◆ What you should do ◆
Reproduce, without any alteration, the items below that begin with the line containing "Output form: <point>113,75</point>" and continue through the line containing "<point>148,26</point>", including both of those lines.

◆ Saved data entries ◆
● ● ● ● ●
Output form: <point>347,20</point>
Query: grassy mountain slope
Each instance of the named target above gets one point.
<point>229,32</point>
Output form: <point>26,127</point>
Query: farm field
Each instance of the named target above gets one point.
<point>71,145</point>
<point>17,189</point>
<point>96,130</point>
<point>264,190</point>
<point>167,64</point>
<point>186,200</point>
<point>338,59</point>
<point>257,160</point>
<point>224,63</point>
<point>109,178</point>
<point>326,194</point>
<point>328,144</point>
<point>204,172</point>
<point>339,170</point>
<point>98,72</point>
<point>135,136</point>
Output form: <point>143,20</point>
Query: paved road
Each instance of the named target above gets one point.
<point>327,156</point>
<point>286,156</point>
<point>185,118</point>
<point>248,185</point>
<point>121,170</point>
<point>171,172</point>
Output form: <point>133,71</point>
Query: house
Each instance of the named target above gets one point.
● ● ● ● ●
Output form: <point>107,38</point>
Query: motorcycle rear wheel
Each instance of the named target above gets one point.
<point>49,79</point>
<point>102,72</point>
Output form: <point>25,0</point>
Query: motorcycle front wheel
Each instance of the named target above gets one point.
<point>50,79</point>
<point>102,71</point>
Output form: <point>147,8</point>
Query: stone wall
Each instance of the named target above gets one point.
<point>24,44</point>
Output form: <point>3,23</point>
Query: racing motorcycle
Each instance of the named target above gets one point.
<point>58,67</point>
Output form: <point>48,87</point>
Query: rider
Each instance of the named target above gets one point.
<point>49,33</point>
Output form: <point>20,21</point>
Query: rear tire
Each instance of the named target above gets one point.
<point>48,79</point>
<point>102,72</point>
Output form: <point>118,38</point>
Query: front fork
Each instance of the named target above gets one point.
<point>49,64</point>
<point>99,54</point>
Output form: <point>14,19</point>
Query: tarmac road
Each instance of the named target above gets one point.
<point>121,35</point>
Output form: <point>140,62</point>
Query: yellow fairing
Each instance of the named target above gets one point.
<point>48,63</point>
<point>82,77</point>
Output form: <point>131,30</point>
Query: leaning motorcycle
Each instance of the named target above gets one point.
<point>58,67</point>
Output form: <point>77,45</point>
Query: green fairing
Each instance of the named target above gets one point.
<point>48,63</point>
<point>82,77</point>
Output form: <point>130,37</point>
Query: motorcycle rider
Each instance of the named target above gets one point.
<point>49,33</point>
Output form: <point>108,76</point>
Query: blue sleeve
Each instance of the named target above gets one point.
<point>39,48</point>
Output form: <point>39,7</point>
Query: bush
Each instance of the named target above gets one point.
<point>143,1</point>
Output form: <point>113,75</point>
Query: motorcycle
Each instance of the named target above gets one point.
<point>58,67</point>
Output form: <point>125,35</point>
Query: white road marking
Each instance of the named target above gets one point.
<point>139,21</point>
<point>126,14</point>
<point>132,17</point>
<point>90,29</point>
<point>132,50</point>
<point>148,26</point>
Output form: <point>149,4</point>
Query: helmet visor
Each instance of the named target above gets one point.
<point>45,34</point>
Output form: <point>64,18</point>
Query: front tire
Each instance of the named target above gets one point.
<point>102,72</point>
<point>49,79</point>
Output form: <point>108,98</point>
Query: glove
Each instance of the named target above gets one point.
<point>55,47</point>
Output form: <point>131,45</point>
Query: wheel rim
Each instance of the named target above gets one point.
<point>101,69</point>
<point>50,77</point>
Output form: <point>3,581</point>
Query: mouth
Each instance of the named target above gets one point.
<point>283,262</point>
● ● ● ● ●
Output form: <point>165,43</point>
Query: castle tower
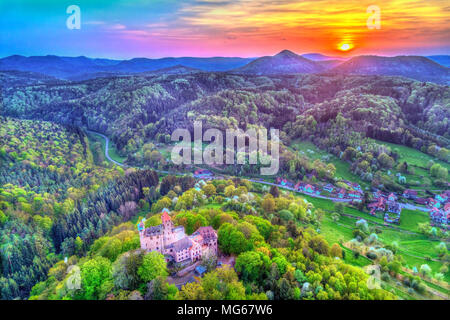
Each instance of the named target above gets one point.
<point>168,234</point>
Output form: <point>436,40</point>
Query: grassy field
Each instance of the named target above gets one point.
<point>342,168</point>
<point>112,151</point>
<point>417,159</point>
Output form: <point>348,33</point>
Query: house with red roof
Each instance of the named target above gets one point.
● ● ● ● ●
◆ Response for this exercise ◆
Output form: <point>113,75</point>
Query: motorcycle
Each instance of the named target above gets one point.
<point>58,67</point>
Output form: <point>125,35</point>
Query: white road marking
Each instance of the named target above gets one point.
<point>139,21</point>
<point>126,14</point>
<point>132,17</point>
<point>90,29</point>
<point>132,50</point>
<point>148,26</point>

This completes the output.